■ Written problem ■
All records below must be retyped exactly.
***** Records shown
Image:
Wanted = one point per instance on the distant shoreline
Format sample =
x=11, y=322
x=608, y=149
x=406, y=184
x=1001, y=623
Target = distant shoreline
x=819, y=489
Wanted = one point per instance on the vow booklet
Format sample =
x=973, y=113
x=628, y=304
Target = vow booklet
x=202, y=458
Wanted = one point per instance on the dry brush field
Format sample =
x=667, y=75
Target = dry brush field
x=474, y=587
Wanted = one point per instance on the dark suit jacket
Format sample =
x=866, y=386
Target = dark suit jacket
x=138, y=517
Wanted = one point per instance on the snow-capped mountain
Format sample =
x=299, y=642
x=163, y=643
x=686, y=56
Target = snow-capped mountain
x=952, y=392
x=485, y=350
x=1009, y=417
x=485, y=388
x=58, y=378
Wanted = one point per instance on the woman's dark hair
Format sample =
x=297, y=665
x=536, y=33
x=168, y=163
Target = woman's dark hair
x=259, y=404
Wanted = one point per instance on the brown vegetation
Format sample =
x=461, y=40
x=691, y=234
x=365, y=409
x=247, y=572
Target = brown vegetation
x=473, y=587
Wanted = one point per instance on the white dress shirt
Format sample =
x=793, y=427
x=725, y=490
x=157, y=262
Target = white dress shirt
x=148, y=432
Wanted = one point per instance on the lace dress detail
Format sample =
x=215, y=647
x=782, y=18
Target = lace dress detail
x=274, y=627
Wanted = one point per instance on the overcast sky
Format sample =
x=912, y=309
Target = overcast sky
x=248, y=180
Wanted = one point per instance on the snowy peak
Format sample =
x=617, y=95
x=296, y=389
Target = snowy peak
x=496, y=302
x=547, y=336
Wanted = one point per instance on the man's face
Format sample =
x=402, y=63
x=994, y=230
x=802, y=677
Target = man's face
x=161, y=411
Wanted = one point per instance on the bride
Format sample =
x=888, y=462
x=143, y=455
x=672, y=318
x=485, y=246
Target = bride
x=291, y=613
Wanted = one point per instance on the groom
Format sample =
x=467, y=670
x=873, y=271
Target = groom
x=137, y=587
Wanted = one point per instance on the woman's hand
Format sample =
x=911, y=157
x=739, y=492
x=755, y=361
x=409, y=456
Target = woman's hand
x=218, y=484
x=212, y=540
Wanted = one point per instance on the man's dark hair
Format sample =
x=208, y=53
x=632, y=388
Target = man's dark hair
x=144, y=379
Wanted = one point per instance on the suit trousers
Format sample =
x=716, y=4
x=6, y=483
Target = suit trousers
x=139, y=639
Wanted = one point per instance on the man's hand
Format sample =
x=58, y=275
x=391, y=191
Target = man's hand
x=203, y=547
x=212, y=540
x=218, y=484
**********
■ Written answer ■
Image:
Wanted = one point per instance on the distant shoreline
Format sample =
x=11, y=322
x=608, y=149
x=406, y=184
x=1001, y=623
Target = distant shoreline
x=819, y=489
Wanted = one point per instance on the vow booklet
Format sample =
x=973, y=113
x=628, y=304
Target = vow booklet
x=202, y=458
Wanted = one point per instance on the dry brush field
Format sample =
x=667, y=75
Target = dry brush field
x=474, y=587
Wanted = one point per instance on the dark suit jacket
Format sample =
x=866, y=386
Target = dark suit jacket
x=138, y=517
Wanted = one point per instance on the snow-capped mountain
Format sample =
x=299, y=642
x=163, y=643
x=686, y=56
Target = snow-capped mountain
x=952, y=392
x=485, y=350
x=1009, y=417
x=485, y=388
x=58, y=378
Wanted = one point per instance on the woman's dark hair
Format sample =
x=297, y=665
x=536, y=33
x=168, y=163
Target = woman's dark hair
x=259, y=404
Wanted = one point per instance on the brown vegetation
Format sample =
x=461, y=40
x=691, y=234
x=365, y=409
x=247, y=572
Target = brown vegetation
x=473, y=587
Wanted = one point per instance on the white dress shirt
Format sample =
x=793, y=427
x=725, y=490
x=157, y=262
Target = white dress shirt
x=148, y=432
Wanted = one point per instance on the lace dress detail
Format sample =
x=215, y=647
x=782, y=18
Target = lace dress detail
x=274, y=627
Wanted = one point per instance on the overcast sky
Format sample =
x=912, y=309
Target = overcast sky
x=248, y=180
Wanted = one point per instance on the snowy peak
Format sample =
x=617, y=95
x=296, y=389
Target = snowy peak
x=496, y=302
x=547, y=336
Wanted = one point per instance on the man's face
Format sample =
x=402, y=63
x=994, y=230
x=802, y=677
Target = man's face
x=161, y=411
Wanted = one point per instance on the bride
Format sample =
x=888, y=462
x=143, y=455
x=672, y=318
x=485, y=246
Target = bride
x=291, y=613
Wanted = one point per instance on the groom
Format sample =
x=467, y=670
x=873, y=271
Target = groom
x=137, y=587
Wanted = one point per instance on the woman's hand
Format sample =
x=911, y=157
x=739, y=492
x=755, y=361
x=409, y=456
Target = woman's hand
x=218, y=484
x=212, y=540
Wanted = one point per instance on the man's dark hair
Format sample =
x=208, y=53
x=632, y=388
Target = man's dark hair
x=144, y=379
Wanted = one point per instance on the suit trousers
Format sample =
x=716, y=4
x=6, y=483
Target = suit trousers
x=139, y=639
Wanted = one point per instance on the man's hand
Format sample =
x=58, y=275
x=391, y=191
Target = man's hand
x=203, y=547
x=212, y=540
x=218, y=484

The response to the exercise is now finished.